**SEITENTEXT:**
• • • • • • •

Im Retematäng lief ein Klassiker gegen England
„Kein Katar in meiner Kneipe“heißt die Aktion der Bar in der Altstadt. Aber auch auf der Bolkerstraße kam keine WM-Stimmung auf.
Das Auftaktspiel der deutschen Fußball-Nationalmannschaft bei der Weltmeisterschaft 2014 in Brasilien war das größte Fußball-Erlebnis meines Lebens. Ich durfte live dabei sein, als sich die deutschen Anhänger zunächst zum Fanmarsch in der Altstadt von Salvador trafen, durch die Straßen zum Stadion zogen und dann sahen, wie das DFB-Team Portugal um Superstar Ronaldo mit 4:0 abfertigte. Für mich eine Erinnerung, die unvergessen bleibt, für die deutsche Mannschaft der Start auf dem Weg zum vierten WM-Titel.

• • • • • • •

**GELESENES ANWENDEN:**
a: Geben Sie bitte den Abschnitt des Seitentexts wortgetreu wieder, beginnend bei „Im Retematäng lief“ und endend bei „zum vierten WM-Titel.“.
b: Nennen Sie alle Ländernamen, die im Seitentext als Substantiv vorkommen.

• • • • • • •

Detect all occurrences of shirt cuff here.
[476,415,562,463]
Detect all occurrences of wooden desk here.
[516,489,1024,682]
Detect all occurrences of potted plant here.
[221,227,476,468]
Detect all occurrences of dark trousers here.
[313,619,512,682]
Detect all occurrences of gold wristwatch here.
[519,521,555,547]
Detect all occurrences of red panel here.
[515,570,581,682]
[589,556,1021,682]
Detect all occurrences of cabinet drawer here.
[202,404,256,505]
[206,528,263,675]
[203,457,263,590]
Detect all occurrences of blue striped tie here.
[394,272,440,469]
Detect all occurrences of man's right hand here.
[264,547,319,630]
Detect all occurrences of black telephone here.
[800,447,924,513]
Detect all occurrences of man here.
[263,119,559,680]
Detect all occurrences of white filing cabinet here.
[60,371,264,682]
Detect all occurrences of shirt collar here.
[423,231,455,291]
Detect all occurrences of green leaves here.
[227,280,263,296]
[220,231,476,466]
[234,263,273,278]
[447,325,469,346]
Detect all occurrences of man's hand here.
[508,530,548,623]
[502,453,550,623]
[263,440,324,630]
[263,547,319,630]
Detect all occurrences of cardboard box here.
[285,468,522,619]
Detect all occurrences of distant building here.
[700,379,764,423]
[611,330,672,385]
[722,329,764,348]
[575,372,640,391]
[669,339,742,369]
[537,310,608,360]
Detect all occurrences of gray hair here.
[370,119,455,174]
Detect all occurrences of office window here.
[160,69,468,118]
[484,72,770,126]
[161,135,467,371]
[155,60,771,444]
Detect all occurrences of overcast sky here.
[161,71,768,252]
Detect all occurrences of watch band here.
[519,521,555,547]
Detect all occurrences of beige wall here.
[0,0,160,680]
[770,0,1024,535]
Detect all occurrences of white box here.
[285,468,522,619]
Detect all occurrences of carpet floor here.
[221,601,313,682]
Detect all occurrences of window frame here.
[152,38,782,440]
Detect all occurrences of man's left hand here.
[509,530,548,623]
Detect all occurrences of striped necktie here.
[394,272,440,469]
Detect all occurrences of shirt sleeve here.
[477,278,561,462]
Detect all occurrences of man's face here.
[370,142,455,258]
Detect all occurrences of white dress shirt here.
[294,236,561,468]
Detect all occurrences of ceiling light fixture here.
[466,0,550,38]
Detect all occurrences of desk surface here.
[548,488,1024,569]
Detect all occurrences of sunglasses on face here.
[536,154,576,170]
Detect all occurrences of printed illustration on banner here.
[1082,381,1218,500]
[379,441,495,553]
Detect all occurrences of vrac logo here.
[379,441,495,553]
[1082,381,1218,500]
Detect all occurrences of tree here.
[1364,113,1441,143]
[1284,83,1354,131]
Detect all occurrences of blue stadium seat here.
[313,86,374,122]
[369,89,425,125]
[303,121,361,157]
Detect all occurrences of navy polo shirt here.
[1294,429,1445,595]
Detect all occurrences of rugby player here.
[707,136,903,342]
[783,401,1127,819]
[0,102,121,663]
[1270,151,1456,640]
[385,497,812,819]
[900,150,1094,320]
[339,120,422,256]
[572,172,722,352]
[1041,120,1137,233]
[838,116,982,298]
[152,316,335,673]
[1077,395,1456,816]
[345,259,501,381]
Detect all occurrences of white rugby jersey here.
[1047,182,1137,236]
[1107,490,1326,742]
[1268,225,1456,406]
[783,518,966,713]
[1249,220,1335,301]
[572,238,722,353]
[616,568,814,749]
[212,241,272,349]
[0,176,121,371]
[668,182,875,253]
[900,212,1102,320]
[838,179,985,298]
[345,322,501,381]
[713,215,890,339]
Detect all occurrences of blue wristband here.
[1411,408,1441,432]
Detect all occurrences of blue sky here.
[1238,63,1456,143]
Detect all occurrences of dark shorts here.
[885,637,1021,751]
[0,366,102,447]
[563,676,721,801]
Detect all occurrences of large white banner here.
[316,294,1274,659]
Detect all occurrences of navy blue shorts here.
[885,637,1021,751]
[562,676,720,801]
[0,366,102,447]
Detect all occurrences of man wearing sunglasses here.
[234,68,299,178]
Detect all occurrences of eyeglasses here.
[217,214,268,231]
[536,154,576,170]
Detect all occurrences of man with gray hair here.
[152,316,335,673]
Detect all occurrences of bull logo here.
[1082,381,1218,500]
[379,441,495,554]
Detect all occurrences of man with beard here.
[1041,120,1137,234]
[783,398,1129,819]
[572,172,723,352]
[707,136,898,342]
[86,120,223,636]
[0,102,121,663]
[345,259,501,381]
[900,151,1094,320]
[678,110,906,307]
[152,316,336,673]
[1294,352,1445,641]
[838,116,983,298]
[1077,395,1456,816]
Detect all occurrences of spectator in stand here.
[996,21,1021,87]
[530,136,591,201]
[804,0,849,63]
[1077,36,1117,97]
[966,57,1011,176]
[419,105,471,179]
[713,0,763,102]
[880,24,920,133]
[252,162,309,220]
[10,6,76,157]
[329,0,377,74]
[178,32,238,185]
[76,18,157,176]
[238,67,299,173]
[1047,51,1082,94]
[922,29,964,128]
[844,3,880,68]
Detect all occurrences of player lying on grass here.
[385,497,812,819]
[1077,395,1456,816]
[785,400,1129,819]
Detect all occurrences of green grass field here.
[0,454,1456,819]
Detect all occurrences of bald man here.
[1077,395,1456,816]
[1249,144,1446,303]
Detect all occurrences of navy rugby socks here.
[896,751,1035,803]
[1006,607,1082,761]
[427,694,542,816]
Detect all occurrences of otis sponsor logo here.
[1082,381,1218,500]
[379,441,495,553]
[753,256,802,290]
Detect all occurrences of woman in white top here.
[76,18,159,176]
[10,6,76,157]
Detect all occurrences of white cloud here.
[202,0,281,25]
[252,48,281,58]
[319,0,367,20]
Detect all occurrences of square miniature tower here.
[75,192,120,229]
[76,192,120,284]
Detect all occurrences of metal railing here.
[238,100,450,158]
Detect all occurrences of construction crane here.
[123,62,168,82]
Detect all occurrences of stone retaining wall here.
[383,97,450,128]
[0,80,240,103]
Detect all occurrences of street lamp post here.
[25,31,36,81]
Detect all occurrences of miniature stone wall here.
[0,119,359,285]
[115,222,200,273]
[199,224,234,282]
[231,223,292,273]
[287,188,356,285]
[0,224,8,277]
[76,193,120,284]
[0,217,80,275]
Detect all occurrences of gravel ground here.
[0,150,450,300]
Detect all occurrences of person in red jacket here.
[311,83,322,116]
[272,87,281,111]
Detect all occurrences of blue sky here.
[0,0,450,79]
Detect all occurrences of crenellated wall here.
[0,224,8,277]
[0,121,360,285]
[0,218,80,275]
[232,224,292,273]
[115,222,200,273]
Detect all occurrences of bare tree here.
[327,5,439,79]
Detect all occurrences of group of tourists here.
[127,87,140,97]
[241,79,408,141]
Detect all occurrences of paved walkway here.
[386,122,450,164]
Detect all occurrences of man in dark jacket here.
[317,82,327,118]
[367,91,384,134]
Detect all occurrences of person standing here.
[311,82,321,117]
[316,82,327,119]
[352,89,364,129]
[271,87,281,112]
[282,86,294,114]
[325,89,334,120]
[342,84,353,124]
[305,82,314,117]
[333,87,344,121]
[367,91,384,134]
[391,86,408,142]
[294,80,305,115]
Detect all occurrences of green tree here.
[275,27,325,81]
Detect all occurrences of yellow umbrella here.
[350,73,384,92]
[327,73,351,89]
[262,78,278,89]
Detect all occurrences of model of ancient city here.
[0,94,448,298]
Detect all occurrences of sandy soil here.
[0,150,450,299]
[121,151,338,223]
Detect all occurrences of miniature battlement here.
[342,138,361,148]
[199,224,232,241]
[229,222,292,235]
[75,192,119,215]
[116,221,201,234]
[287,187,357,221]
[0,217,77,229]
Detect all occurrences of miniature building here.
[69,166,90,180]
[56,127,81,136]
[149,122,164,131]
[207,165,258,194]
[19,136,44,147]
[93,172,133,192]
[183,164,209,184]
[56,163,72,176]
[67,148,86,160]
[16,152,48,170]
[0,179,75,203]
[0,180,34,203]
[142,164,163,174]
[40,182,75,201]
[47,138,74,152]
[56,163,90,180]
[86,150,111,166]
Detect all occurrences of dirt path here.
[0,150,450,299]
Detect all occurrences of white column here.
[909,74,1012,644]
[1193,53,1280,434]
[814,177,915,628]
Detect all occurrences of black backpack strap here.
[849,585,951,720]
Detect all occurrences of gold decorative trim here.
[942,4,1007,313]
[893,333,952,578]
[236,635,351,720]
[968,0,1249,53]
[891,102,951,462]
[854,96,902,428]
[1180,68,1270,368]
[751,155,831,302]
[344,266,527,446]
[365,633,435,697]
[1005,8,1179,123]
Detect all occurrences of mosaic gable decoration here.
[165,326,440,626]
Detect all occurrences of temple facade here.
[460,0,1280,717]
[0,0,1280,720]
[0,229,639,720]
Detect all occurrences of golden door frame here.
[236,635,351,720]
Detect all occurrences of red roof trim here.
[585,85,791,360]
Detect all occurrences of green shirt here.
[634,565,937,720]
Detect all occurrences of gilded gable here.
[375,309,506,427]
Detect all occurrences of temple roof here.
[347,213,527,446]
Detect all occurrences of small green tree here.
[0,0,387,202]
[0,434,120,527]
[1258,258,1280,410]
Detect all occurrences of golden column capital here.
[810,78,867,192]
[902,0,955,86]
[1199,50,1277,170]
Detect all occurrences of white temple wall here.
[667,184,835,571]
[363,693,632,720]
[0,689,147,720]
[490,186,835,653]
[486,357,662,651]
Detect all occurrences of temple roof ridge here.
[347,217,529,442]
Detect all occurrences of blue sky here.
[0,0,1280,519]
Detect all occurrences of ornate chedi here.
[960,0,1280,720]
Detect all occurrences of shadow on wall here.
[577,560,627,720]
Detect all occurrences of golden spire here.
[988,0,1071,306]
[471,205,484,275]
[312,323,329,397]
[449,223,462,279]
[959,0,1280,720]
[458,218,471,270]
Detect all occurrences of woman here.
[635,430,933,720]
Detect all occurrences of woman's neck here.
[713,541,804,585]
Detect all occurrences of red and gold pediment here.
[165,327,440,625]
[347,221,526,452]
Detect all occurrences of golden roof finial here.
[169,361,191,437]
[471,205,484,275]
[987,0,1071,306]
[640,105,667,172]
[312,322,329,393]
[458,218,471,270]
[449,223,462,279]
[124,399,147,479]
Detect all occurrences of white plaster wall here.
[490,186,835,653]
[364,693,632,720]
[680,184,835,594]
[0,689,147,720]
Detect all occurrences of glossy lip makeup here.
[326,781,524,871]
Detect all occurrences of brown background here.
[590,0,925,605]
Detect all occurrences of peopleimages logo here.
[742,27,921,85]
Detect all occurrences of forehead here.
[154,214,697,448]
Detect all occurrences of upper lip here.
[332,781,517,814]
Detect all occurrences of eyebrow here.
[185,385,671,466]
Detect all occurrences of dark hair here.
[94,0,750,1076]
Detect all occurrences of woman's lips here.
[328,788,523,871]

• • • • • • •

**ERGEBNISSE DER AUFGABEN:**
a:
Im Retematäng lief ein Klassiker gegen England
„Kein Katar in meiner Kneipe“heißt die Aktion der Bar in der Altstadt. Aber auch auf der Bolkerstraße kam keine WM-Stimmung auf.
Das Auftaktspiel der deutschen Fußball-Nationalmannschaft bei der Weltmeisterschaft 2014 in Brasilien war das größte Fußball-Erlebnis meines Lebens. Ich durfte live dabei sein, als sich die deutschen Anhänger zunächst zum Fanmarsch in der Altstadt von Salvador trafen, durch die Straßen zum Stadion zogen und dann sahen, wie das DFB-Team Portugal um Superstar Ronaldo mit 4:0 abfertigte. Für mich eine Erinnerung, die unvergessen bleibt, für die deutsche Mannschaft der Start auf dem Weg zum vierten WM-Titel.

b: England, Katar, Brasilien, Portugal